### Seu objetivo
Dê continuidade ao trecho sobre a senhora que insistia em mergulhar em sete ondas, começando logo depois da última frase dele.

### Trecho fornecido
---*---

O Coro das Velhas ( ou 07 ondas)


Manhã do dia 1º de janeiro de 2011. Eu e um primo (na verdade, marido de uma prima, mas parente socio-afetivo) saíamos do mar, em uma praia vazia. Uma senhora, que aparentava seus 70 e poucos anos, gritou:

- Não saiam! Não saiam! Por favor!
- O que houve?
- Eu só mergulhei em 03 ondas. Ainda faltam 04! Se vocês saírem, ninguém poderá me resgatar.

Eu conhecia a história de pular 07 ondas, mas não de mergulhar. De qualquer modo, ficamos por lá. A água batia na minha canela. Ela pulava e quando erguia a cabeça, sempre tinha uma marolinha a uns 5o metros. Em vez de levantar, ela gritava até a marola chegar e jogá-la, às cambalhotas, alguns metros atrás.

Corriamos para acudir e, enquanto a punhamos de pé, ela falava.

-Ai meu Deus! Assim, mata a velha! Só faltam 03!

Assim foi, até o final, quando após os últimos "ai, Meu Deus!, assim, mata a velha", fez o comentário definitivo:

- Mas, que merda de 07 ondas! Não sei quem foi que inventou esta porra!

É isto mesmo, senhora. Ainda que o queiramos pareça simples, temos que enfrentar várias ondas. Ao contrário do que ocorre no mar, elas não vem só da nossa frente, mas de todos os lados. De onde menos se espera pode ser gerado um tsunami, só para matar uma velha teimosa.

Que bom que existem as senhoras que, mesmo sabendo que não evitarão a queda, engolem água, mas não desistem.

---*---

### Entradas fornecidas
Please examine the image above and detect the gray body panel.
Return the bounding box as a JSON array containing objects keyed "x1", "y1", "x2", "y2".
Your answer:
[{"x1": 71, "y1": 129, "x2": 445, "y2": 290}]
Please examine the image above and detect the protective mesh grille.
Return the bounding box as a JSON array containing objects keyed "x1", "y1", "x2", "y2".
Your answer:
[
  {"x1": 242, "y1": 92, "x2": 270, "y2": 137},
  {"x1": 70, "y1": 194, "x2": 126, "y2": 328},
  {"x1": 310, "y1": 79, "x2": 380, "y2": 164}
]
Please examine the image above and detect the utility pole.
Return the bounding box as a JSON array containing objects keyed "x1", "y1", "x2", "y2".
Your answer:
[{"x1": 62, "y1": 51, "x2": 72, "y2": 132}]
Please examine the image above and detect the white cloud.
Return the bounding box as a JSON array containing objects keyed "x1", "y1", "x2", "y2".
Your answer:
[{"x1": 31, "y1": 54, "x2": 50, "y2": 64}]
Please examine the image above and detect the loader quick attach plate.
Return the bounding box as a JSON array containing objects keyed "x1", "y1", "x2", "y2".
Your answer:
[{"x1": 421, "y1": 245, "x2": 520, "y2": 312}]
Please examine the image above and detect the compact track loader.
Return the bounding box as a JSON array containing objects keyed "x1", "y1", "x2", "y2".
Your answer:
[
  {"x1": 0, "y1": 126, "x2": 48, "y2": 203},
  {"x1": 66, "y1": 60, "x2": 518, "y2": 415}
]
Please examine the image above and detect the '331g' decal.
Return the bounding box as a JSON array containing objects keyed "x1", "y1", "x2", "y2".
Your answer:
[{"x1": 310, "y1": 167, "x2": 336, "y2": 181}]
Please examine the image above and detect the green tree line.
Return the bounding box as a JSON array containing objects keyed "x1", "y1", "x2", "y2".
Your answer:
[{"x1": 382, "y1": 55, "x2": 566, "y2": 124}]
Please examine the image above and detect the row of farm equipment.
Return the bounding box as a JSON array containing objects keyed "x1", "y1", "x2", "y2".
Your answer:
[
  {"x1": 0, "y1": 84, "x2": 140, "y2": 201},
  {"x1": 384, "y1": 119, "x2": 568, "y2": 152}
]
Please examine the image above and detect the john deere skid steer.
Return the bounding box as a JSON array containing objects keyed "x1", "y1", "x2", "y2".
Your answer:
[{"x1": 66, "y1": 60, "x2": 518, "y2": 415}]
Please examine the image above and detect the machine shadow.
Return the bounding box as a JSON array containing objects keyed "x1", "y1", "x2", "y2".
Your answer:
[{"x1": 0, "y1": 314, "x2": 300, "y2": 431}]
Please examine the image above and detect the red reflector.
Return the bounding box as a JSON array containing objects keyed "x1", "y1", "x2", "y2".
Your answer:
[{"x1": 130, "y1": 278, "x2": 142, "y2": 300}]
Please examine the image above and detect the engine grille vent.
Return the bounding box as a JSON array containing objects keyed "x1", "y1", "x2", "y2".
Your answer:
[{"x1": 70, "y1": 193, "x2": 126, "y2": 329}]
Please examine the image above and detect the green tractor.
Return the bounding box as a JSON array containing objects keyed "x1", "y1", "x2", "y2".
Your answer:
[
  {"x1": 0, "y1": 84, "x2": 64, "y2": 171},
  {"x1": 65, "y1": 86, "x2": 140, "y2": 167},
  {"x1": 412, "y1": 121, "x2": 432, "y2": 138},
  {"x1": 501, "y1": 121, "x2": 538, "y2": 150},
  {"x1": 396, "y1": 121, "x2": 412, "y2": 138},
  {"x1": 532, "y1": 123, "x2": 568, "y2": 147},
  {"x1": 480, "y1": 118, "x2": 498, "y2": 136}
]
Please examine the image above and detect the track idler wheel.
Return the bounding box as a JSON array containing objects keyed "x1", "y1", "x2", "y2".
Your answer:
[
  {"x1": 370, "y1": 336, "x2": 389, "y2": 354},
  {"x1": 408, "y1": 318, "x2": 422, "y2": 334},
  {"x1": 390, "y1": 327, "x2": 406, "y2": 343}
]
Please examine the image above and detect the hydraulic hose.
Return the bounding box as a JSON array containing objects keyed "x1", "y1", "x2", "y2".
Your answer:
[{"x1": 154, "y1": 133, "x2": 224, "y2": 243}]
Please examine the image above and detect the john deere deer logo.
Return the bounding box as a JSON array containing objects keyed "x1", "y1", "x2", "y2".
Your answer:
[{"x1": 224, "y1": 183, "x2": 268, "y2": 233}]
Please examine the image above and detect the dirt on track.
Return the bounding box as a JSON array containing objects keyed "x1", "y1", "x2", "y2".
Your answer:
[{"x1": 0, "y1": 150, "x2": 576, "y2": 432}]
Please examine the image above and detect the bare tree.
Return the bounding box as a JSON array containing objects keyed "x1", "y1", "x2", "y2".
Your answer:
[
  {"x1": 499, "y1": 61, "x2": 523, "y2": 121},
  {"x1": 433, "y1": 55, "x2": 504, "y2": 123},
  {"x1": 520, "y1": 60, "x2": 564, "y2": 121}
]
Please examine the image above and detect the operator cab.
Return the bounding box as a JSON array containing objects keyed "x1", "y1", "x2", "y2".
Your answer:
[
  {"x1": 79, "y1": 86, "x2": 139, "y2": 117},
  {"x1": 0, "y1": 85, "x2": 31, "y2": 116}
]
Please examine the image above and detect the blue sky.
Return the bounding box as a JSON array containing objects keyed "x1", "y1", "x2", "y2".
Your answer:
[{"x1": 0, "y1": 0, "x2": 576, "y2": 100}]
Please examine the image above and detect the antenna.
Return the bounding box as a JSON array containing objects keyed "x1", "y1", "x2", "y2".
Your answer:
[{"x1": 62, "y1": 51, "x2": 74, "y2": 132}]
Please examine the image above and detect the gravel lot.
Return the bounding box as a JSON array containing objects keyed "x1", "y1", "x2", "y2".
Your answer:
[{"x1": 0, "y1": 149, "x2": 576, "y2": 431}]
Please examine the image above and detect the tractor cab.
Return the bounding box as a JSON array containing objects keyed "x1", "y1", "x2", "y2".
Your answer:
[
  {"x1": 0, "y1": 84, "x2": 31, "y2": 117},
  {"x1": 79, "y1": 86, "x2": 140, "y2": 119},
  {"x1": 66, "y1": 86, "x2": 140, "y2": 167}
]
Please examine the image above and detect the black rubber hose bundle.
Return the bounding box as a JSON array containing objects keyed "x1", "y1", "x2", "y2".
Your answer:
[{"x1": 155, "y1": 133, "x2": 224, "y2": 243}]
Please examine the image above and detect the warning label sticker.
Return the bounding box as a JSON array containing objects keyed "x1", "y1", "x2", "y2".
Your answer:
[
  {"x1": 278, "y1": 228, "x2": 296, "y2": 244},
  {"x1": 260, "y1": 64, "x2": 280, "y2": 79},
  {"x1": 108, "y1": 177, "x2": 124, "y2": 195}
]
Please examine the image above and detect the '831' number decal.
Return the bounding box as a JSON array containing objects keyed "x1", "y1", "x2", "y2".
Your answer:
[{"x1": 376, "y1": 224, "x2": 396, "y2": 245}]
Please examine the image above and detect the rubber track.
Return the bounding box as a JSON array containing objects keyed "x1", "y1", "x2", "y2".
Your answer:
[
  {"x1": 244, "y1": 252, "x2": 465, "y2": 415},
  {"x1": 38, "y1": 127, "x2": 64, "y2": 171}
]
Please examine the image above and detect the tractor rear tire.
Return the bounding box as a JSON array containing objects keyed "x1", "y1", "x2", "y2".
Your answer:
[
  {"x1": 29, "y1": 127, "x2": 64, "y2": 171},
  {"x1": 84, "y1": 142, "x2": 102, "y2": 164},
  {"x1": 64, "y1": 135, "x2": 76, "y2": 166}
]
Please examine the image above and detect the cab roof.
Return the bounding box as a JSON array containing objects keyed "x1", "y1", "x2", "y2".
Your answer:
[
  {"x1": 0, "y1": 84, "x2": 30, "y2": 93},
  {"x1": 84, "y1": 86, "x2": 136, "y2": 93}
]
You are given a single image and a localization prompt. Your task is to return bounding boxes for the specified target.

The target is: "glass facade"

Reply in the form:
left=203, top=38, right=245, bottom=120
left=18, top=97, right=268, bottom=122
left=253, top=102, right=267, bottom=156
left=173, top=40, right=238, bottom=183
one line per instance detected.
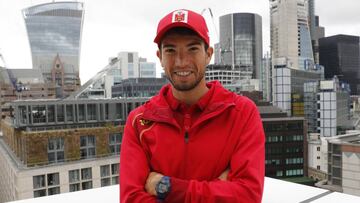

---*---

### Resultado da tarefa
O Coro Das Velhas
Sérgio Godinho


Ia eu pelo concelho de Caminha
quando vi sentada ao sol uma velhinha
curioso, uma conversa entabulei
como se diz nuns romances que eu cá sei

Chamo-me Adozinha, disse, e tenho já
os meus 84 anos, feitos há
mês e meio, se a memória não me falha
mas inda vou durar uns anos, Deus me valha

Com esta da austeridade, meu senhor
nem sequer da para ir desta pra melhor
os funerais estão por um preço do outro mundo
dá pra desistir de ser um moribundo

Rabugenta, eu? Não senhor
eu hei-de ir desta pra melhor
mas falo pelos que cá deixo
não é por mim que eu me queixo

Ó Felisbela, ó Felismina
ó Adelaide, ó Amelinha
ó Maria Berta, ó Zulmirinha
vamos cantar o coro das velhas?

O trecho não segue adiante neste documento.